§ **Exercise objective**
The answer must be every line below that contains the string "each".
Segment Start: Source records
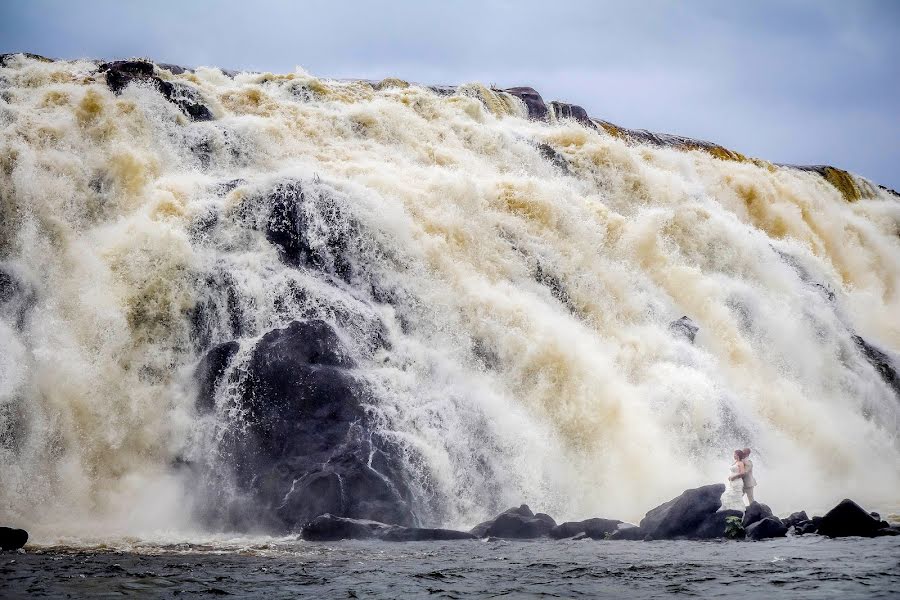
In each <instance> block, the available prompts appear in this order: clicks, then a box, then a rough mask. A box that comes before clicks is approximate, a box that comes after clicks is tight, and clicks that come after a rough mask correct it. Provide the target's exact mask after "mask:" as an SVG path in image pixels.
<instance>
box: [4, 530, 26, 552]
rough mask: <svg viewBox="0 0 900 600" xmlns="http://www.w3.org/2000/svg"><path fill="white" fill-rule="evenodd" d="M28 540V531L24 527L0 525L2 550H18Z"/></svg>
mask: <svg viewBox="0 0 900 600" xmlns="http://www.w3.org/2000/svg"><path fill="white" fill-rule="evenodd" d="M27 541H28V532H27V531H25V530H24V529H12V528H10V527H0V550H18V549H19V548H21V547H22V546H24V545H25V543H26V542H27Z"/></svg>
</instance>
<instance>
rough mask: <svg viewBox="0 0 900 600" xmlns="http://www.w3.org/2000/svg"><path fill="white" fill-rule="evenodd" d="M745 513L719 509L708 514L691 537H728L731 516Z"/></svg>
mask: <svg viewBox="0 0 900 600" xmlns="http://www.w3.org/2000/svg"><path fill="white" fill-rule="evenodd" d="M742 515H743V513H742V512H741V511H739V510H730V509H729V510H719V511H716V512H714V513H713V514H711V515H709V516H707V517H706V518H705V519H704V520H703V522H702V523H700V525H699V526H698V527H697V528H696V529H695V530H694V532H693V534H692V535H691V537H693V538H697V539H701V540H712V539H718V538H724V537H728V535H727V531H728V522H727V519H728V518H729V517H736V518H738V519H740V518H741V516H742Z"/></svg>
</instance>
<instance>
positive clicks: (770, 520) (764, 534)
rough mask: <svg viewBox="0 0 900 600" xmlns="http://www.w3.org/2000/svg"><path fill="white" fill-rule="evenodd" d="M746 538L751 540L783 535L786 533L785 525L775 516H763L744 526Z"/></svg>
mask: <svg viewBox="0 0 900 600" xmlns="http://www.w3.org/2000/svg"><path fill="white" fill-rule="evenodd" d="M746 532H747V538H748V539H751V540H762V539H766V538H773V537H784V536H785V534H787V527H785V526H784V523H782V522H781V519H779V518H777V517H765V518H763V519H760V520H759V521H755V522H754V523H752V524H751V525H750V526H749V527H747V528H746Z"/></svg>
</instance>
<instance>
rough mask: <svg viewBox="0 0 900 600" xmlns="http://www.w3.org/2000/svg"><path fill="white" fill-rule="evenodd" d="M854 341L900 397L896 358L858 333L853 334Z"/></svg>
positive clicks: (899, 379)
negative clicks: (884, 351) (894, 358)
mask: <svg viewBox="0 0 900 600" xmlns="http://www.w3.org/2000/svg"><path fill="white" fill-rule="evenodd" d="M853 341H854V343H856V345H857V346H858V347H859V349H860V350H861V351H862V353H863V356H865V357H866V360H867V361H869V364H870V365H872V366H873V367H874V368H875V370H876V371H877V372H878V374H879V375H880V376H881V378H882V379H883V380H884V382H885V383H886V384H888V385H889V386H890V387H891V389H892V390H894V393H895V394H897V396H898V397H900V374H898V373H897V368H898V367H897V365H896V363H895V362H894V360H893V359H892V358H891V357H890V356H889V355H888V354H887V353H885V352H884V351H882V350H880V349H878V348H876V347H875V346H873V345H872V344H870V343H869V342H867V341H866V340H864V339H862V338H861V337H859V336H858V335H854V336H853Z"/></svg>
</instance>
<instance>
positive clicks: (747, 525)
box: [741, 502, 774, 529]
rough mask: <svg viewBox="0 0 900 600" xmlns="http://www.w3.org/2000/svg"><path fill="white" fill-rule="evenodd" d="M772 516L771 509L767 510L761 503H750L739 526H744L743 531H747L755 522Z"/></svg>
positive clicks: (765, 507) (768, 508)
mask: <svg viewBox="0 0 900 600" xmlns="http://www.w3.org/2000/svg"><path fill="white" fill-rule="evenodd" d="M773 516H774V515H773V513H772V509H771V508H769V507H768V505H766V504H763V503H761V502H751V503H750V506H748V507H747V510H745V511H744V518H743V520H741V525H743V526H744V529H747V528H748V527H750V526H751V525H753V524H754V523H756V522H757V521H761V520H763V519H765V518H768V517H773Z"/></svg>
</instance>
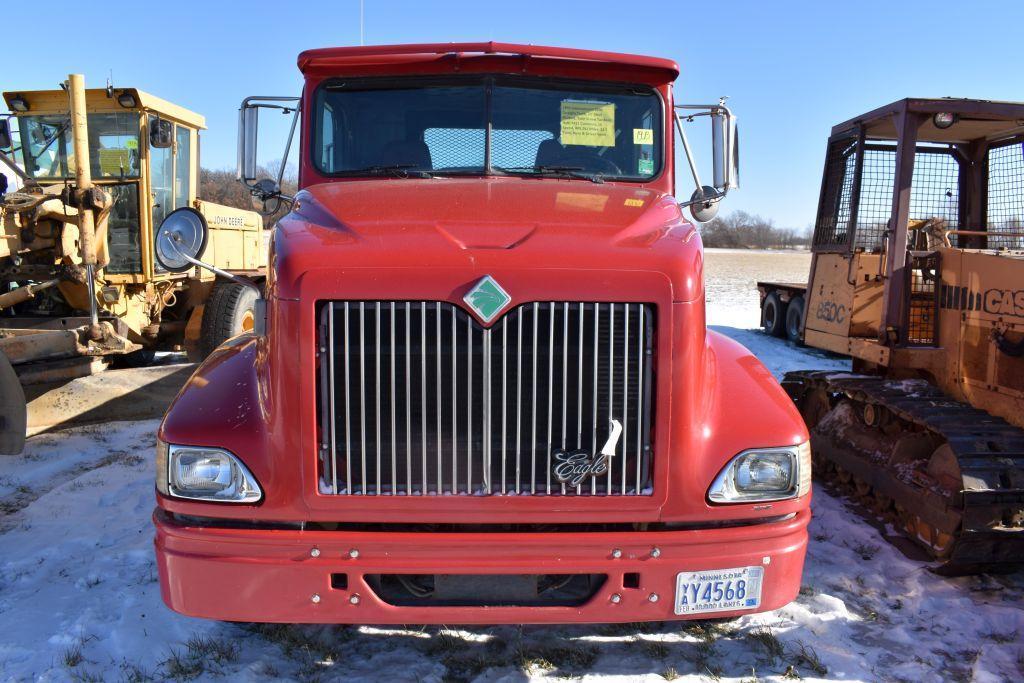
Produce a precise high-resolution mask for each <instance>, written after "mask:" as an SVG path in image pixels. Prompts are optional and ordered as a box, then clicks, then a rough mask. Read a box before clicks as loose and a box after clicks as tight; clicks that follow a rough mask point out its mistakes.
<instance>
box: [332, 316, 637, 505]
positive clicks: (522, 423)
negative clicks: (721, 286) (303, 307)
mask: <svg viewBox="0 0 1024 683" xmlns="http://www.w3.org/2000/svg"><path fill="white" fill-rule="evenodd" d="M319 319H321V346H322V348H324V349H325V352H324V353H322V354H321V392H319V400H321V420H322V427H323V428H322V434H323V447H322V452H321V453H322V457H321V464H322V472H321V490H322V492H323V493H325V494H335V493H337V494H339V495H414V496H415V495H502V494H504V495H584V496H587V495H591V496H593V495H627V496H629V495H645V494H650V493H651V492H650V469H651V463H650V425H651V387H652V379H651V373H652V370H651V348H652V343H653V331H654V316H653V308H652V307H651V306H649V305H647V304H635V303H634V304H624V303H616V304H611V303H572V302H539V303H527V304H523V305H521V306H519V307H517V308H514V309H512V310H510V311H509V312H507V313H506V314H505V315H504V316H503V317H502V318H501V319H499V321H498V322H497V323H496V324H495V325H494V326H493V327H492V328H489V329H484V328H483V327H481V326H480V325H479V324H477V323H476V321H475V319H474V318H473V317H471V316H470V315H469V314H468V313H467V312H466V311H464V310H462V309H461V308H459V307H458V306H455V305H453V304H450V303H442V302H432V301H430V302H427V301H422V302H421V301H415V302H414V301H394V302H391V301H382V302H377V301H368V302H332V303H327V304H325V305H324V306H323V308H322V310H321V314H319ZM612 419H613V420H616V421H617V422H618V423H620V424H621V425H622V427H623V431H622V436H621V438H620V439H618V440H617V443H616V445H615V455H614V456H613V457H611V459H610V464H609V467H608V468H607V471H606V472H604V473H602V474H601V475H599V476H595V477H587V478H586V479H585V480H584V481H583V482H582V483H581V485H580V486H579V487H573V486H571V485H566V484H563V483H560V482H559V481H558V478H557V477H556V475H555V471H554V467H555V465H557V464H558V462H559V461H558V459H557V457H556V456H557V454H558V453H559V452H560V451H567V452H573V451H578V450H582V451H585V452H586V453H587V454H588V457H589V456H592V455H593V454H594V453H595V452H599V451H600V450H601V449H602V446H604V444H605V441H606V440H607V439H608V436H609V433H610V432H611V420H612Z"/></svg>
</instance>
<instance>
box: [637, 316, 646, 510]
mask: <svg viewBox="0 0 1024 683" xmlns="http://www.w3.org/2000/svg"><path fill="white" fill-rule="evenodd" d="M643 310H644V307H643V306H640V307H639V310H638V312H637V317H638V318H639V325H638V326H637V329H638V330H639V331H640V334H639V335H637V344H638V345H637V360H638V364H637V365H638V369H637V487H636V494H637V496H639V495H640V493H641V492H640V485H641V477H642V468H643V460H644V456H645V455H646V454H644V452H643V383H644V377H645V372H644V366H645V365H646V364H647V355H646V349H645V348H644V341H643V340H644V337H646V336H647V335H646V332H645V330H644V322H643Z"/></svg>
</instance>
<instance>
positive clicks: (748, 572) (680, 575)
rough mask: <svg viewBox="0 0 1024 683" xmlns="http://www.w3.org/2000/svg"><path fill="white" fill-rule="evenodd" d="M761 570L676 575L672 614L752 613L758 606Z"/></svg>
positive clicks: (733, 569) (714, 570) (727, 569)
mask: <svg viewBox="0 0 1024 683" xmlns="http://www.w3.org/2000/svg"><path fill="white" fill-rule="evenodd" d="M764 573H765V570H764V567H759V566H754V567H735V568H733V569H709V570H708V571H682V572H680V573H679V574H677V575H676V613H677V614H696V613H702V612H724V611H732V610H735V609H753V608H755V607H757V606H758V605H760V604H761V580H762V579H763V578H764Z"/></svg>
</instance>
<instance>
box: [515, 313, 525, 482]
mask: <svg viewBox="0 0 1024 683" xmlns="http://www.w3.org/2000/svg"><path fill="white" fill-rule="evenodd" d="M522 311H523V309H522V307H520V308H519V311H518V315H517V316H516V317H518V318H519V350H518V352H517V353H516V362H517V364H518V366H517V368H516V373H515V381H516V393H515V493H516V494H519V493H520V492H521V488H520V479H521V476H522V475H521V470H522V461H521V460H520V454H521V453H522Z"/></svg>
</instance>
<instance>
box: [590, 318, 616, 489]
mask: <svg viewBox="0 0 1024 683" xmlns="http://www.w3.org/2000/svg"><path fill="white" fill-rule="evenodd" d="M614 417H615V304H613V303H609V304H608V422H609V424H610V422H611V420H612V419H614ZM594 452H595V453H597V443H596V442H595V443H594ZM613 463H614V458H612V459H611V462H609V463H608V481H607V483H606V484H605V489H604V495H605V496H611V473H612V472H614V471H615V468H614V467H612V464H613Z"/></svg>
Segment End: Source records
§ **Worked solution**
In each <instance> block, the available prompts appear in this order: clicks, then a box, then a rough mask. A box that comes before clicks is approximate, a box that comes after clicks is tight, and clicks that come after a rough mask correct it. Provide the target's exact mask after "mask:" as an SVG path in image pixels.
Produce a precise high-resolution mask for each <instance>, written after "mask:" as an SVG path in image pixels. Prompts are optional and ordered as a box, then clicks, then a rough mask. Read a box before clicks as loose and a box after clicks as tight; clicks that follow a rough mask point out its mistakes.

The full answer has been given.